- READING PASSAGE
--

Josh

by Josh Sidman
Dandelion Salad
Featured Writer
Josh’s Blog Post
March 17, 2009
Sad to say, but with each passing day President Obama looks less like an agent of change and more like the latest installment in a never-ending series of Washington powerbrokers. This is doubly disappointing, since if there is a silver lining to the current crisis, it is that we have a once-in-a-generation opportunity to fundamentally change the way things are done. So far, all indications are that the Obama Administration lacks the courage and integrity to deliver upon the hopes they raised during the course of the campaign.
Case in point is the omnibus spending bill that the President signed last week. Despite promising repeatedly to veto any budget with earmarks, Obama signed this spending bill containing over 8,000 earmarks. Granted, it would be much more difficult to cobble together a congressional majority without the sweeteners that these earmarks represent, but this is precisely the kind of situation that tests the mettle of a leader. Does he have the strength to hold the line, or will he cave in to the status quo when push comes to shove? Obama could have stood up to the corrupt leaders of his own party (Pelosi, Reid, Frank, etc.) and refused to sign the bill, but he didn’t.

--

- TASK OBJECTIVE
How many earmarks does the blog post on Obama's spending bill say the bill contained?

- DATASET
--

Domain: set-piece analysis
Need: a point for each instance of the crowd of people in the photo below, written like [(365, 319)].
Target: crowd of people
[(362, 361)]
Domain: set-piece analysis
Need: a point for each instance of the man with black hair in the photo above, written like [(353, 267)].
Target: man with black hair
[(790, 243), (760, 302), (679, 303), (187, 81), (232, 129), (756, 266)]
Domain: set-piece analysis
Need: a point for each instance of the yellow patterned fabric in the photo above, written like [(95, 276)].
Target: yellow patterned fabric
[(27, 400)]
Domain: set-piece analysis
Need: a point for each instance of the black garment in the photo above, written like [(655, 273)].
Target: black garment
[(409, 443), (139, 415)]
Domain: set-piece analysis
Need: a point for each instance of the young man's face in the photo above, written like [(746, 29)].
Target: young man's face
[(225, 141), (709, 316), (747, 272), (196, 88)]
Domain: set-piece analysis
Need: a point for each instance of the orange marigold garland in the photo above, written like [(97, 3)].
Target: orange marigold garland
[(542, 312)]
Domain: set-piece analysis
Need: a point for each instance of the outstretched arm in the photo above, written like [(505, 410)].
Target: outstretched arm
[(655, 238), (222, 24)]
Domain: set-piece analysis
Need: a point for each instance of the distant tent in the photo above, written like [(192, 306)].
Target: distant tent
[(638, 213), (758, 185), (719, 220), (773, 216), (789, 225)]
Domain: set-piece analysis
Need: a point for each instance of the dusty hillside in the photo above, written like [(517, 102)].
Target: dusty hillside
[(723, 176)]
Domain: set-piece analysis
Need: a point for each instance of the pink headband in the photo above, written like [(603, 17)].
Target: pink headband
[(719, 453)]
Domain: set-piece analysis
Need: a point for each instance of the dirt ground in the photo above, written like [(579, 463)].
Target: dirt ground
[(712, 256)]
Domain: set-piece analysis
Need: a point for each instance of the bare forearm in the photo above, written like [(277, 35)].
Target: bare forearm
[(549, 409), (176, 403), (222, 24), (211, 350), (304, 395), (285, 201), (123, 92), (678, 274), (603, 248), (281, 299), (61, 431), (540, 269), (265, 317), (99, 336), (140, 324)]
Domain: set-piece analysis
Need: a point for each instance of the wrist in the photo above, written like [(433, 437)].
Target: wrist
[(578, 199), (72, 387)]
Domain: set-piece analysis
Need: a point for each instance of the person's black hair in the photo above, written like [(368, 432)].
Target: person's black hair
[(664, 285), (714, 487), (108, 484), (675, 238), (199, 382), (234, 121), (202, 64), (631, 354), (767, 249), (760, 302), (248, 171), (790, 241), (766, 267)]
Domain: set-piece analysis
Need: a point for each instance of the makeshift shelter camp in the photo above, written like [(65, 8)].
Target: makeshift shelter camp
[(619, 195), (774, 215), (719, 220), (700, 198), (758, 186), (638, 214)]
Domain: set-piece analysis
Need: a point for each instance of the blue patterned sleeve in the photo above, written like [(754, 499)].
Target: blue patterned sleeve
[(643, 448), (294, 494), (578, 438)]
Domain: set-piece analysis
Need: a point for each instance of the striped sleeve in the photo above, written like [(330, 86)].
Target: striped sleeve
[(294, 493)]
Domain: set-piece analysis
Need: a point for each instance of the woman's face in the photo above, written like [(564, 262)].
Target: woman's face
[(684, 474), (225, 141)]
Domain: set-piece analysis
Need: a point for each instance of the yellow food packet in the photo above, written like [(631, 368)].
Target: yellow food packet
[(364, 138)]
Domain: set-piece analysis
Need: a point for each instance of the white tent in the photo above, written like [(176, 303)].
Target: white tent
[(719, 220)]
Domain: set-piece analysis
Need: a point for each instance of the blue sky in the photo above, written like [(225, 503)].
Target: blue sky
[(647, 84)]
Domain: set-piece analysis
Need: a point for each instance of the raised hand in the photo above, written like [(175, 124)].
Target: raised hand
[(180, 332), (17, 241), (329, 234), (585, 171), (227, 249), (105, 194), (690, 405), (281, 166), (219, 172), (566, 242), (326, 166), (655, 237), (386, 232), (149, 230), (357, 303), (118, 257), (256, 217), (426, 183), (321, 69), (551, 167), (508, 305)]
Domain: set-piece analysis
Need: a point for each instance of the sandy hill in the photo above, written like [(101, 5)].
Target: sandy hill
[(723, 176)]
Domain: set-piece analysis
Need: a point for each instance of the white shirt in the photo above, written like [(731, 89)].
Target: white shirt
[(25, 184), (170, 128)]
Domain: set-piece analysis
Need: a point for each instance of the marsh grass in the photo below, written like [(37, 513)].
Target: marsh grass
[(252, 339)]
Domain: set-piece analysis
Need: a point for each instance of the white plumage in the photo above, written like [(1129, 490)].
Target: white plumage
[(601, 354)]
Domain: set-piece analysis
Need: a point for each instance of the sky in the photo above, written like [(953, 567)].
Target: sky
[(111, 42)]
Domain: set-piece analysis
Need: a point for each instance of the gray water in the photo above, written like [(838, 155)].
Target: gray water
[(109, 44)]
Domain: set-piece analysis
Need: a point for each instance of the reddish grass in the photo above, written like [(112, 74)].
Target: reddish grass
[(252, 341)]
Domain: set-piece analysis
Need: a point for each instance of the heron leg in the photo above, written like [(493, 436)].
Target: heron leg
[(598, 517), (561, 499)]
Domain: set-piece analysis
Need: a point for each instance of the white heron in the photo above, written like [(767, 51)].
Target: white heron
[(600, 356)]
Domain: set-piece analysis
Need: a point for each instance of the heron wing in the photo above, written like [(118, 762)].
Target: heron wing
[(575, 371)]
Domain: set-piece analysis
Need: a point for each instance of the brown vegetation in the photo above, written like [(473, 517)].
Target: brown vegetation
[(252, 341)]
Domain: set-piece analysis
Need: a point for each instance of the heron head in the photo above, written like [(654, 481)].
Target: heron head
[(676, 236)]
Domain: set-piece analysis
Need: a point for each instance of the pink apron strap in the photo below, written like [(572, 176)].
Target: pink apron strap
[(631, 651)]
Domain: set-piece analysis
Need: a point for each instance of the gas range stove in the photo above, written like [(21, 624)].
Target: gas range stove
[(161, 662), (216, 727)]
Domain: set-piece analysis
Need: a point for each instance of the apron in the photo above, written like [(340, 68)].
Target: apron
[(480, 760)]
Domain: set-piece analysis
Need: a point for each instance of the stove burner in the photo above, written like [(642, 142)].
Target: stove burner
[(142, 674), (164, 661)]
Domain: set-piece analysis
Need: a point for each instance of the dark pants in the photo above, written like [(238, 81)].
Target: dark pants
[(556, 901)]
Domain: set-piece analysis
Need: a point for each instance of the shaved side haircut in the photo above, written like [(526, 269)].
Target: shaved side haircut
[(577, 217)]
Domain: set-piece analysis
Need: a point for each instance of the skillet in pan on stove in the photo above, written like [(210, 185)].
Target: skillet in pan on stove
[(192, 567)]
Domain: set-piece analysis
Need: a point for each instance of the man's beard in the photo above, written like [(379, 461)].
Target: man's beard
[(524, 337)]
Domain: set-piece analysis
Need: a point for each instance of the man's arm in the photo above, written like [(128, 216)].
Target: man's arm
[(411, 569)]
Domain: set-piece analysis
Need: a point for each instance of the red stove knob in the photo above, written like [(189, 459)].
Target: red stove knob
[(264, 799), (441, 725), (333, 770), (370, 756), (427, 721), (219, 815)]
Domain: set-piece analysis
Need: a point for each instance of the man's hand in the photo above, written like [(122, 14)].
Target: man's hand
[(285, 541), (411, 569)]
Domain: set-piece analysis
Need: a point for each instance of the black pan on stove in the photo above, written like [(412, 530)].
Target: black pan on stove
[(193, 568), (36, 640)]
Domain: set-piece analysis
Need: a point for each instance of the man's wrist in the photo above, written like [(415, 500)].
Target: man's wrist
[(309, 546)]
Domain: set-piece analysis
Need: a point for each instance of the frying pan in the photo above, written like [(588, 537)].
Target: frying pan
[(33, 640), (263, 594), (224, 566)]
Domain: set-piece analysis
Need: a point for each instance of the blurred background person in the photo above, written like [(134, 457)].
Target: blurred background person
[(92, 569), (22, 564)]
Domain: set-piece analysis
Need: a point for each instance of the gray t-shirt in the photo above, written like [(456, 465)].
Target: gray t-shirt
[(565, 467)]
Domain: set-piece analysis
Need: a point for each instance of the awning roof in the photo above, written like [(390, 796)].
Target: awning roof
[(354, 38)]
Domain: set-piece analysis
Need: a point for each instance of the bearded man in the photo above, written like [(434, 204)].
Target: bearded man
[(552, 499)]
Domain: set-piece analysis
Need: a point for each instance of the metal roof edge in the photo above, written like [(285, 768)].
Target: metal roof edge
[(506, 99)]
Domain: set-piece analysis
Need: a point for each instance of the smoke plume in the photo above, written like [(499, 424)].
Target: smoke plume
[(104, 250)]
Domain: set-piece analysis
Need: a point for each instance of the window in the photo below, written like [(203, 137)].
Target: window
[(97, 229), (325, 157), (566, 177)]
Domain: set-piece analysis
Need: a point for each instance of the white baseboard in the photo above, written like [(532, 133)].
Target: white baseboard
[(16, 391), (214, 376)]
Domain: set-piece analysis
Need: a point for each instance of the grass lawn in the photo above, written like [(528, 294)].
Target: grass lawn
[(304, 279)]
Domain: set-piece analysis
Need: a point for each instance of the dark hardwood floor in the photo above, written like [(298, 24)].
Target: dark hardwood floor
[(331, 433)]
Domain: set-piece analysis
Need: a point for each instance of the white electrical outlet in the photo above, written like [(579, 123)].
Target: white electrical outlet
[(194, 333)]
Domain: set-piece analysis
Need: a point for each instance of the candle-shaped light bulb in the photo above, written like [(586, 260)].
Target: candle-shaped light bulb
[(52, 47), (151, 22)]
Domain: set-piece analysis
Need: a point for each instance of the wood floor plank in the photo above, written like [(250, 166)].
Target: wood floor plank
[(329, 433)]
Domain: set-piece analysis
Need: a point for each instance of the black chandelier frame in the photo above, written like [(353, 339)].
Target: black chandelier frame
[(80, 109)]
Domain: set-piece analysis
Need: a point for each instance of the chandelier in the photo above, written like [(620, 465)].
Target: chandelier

--

- RESULT
Over 8,000